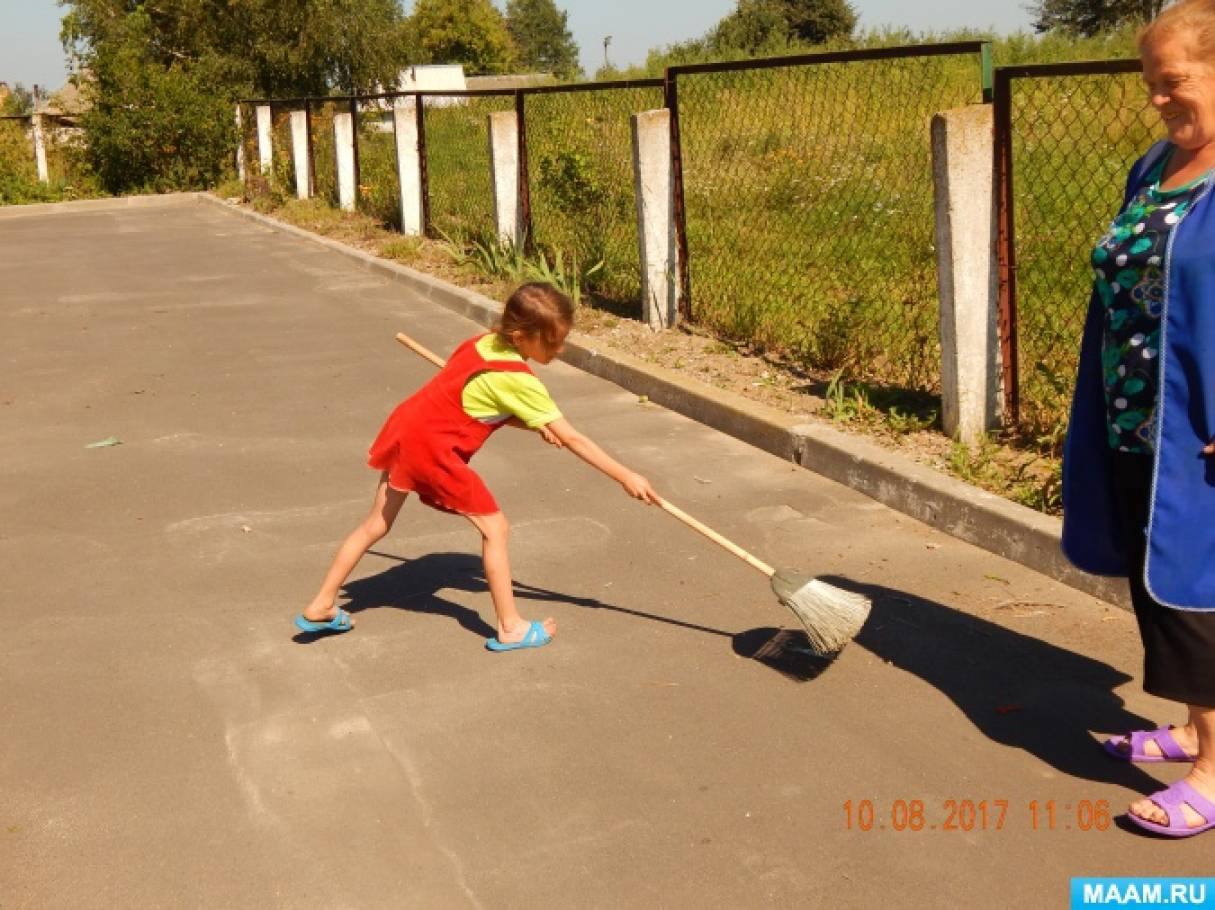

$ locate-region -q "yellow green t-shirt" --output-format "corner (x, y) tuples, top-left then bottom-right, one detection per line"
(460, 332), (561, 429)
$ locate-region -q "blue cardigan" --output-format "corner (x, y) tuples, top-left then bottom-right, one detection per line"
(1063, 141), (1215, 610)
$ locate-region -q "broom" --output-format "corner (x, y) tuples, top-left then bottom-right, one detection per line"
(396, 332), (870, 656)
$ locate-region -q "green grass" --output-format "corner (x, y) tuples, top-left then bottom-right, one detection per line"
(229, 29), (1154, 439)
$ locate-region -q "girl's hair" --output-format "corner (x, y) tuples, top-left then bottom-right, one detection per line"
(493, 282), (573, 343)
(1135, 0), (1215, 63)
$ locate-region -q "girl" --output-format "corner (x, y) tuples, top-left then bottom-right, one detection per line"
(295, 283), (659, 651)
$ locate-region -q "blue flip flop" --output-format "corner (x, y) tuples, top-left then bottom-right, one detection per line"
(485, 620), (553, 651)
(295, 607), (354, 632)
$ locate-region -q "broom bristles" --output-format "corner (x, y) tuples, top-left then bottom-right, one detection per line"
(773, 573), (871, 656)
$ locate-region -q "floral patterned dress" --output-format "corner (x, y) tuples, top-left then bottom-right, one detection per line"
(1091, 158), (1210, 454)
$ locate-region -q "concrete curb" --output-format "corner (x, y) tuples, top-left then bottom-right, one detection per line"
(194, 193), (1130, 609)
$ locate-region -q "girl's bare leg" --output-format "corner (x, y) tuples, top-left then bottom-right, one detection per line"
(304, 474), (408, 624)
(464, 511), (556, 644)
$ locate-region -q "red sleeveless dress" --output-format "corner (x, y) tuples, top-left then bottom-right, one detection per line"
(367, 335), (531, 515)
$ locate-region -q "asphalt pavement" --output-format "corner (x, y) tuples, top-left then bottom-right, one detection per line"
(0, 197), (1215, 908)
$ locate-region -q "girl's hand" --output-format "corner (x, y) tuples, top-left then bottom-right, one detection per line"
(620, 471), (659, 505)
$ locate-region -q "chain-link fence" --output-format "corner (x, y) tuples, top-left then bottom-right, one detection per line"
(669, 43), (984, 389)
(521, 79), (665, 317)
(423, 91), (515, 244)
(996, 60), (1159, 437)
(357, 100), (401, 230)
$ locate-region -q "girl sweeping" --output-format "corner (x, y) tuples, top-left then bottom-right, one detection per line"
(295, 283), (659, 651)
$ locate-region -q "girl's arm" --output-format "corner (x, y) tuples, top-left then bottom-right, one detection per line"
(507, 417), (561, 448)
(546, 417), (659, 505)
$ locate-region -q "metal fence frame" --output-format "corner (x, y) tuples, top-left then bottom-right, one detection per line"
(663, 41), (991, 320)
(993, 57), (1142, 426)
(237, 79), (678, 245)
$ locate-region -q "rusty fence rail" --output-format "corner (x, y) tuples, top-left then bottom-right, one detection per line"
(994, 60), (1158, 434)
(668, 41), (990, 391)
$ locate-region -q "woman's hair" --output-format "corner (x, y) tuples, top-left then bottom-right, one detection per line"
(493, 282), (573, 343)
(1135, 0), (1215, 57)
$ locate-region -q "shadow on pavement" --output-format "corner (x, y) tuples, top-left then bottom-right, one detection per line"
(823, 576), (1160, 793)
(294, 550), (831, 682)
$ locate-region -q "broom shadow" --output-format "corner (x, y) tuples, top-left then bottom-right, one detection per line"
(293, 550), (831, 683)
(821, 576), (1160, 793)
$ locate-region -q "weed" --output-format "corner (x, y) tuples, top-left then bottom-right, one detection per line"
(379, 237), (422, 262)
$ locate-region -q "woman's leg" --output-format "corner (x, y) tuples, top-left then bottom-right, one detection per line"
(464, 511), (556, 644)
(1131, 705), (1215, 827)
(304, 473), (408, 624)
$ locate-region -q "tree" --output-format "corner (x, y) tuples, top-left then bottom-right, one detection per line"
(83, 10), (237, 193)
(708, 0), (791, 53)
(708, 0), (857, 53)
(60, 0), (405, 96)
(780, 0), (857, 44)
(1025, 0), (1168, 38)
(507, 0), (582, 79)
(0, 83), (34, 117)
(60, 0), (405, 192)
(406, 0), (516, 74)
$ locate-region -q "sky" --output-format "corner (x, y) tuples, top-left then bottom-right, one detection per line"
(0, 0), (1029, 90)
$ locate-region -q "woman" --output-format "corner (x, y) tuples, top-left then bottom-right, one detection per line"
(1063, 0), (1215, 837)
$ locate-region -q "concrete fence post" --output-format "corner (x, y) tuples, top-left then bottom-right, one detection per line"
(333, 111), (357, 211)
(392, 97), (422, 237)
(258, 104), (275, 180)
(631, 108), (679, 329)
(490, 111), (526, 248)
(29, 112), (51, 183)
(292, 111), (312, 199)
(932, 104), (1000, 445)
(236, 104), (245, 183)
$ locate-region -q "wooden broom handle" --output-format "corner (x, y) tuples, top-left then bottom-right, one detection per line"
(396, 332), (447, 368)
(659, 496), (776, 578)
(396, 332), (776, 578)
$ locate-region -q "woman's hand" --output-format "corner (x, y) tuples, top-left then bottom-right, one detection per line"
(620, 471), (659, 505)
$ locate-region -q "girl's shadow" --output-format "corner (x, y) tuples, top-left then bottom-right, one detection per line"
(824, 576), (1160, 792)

...

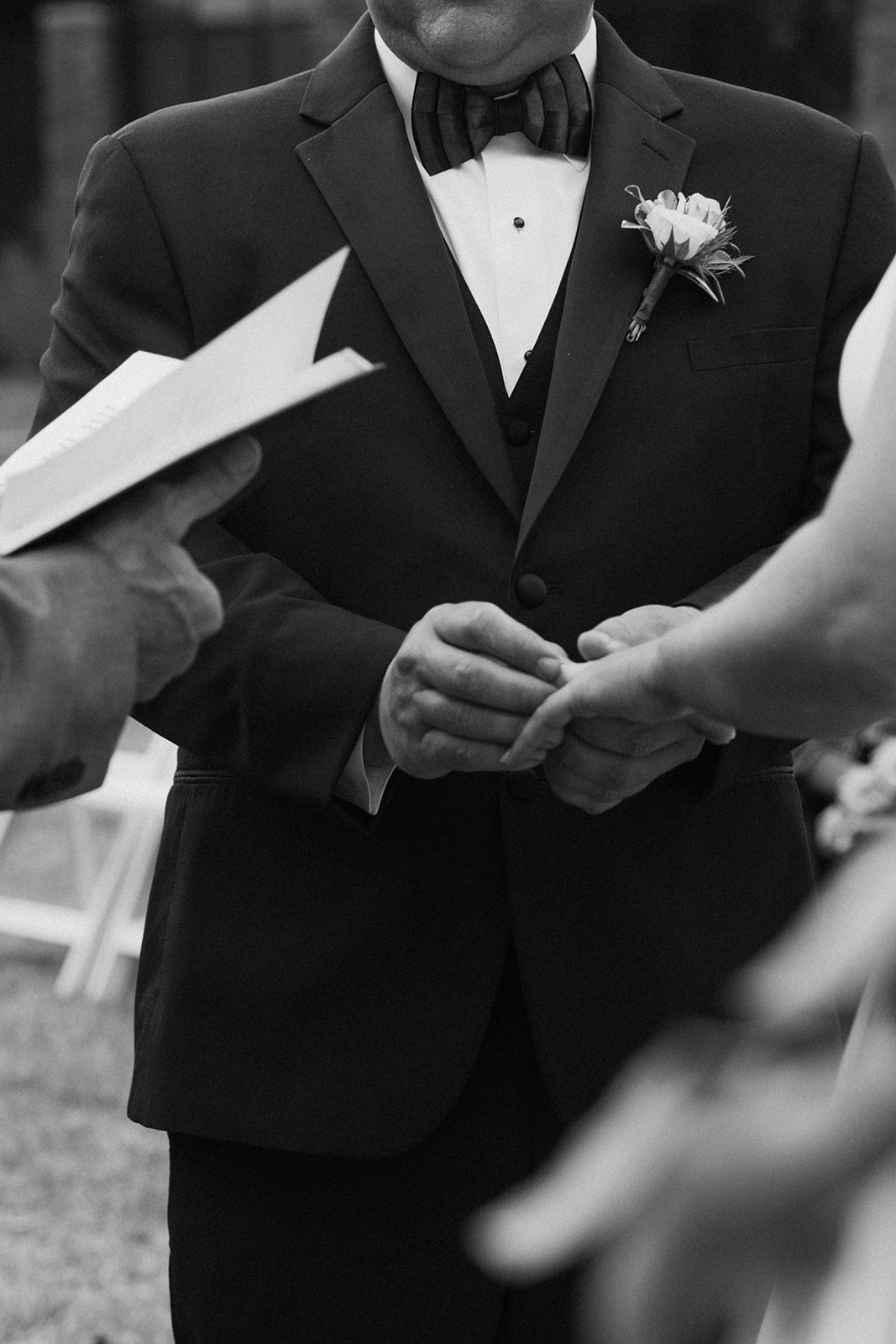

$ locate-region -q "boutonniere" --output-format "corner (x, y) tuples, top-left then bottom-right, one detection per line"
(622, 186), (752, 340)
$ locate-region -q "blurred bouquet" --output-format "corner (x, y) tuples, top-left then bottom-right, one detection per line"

§ Objective
Count the rows above that contain the string "pavement" and give only that number.

§ Response
2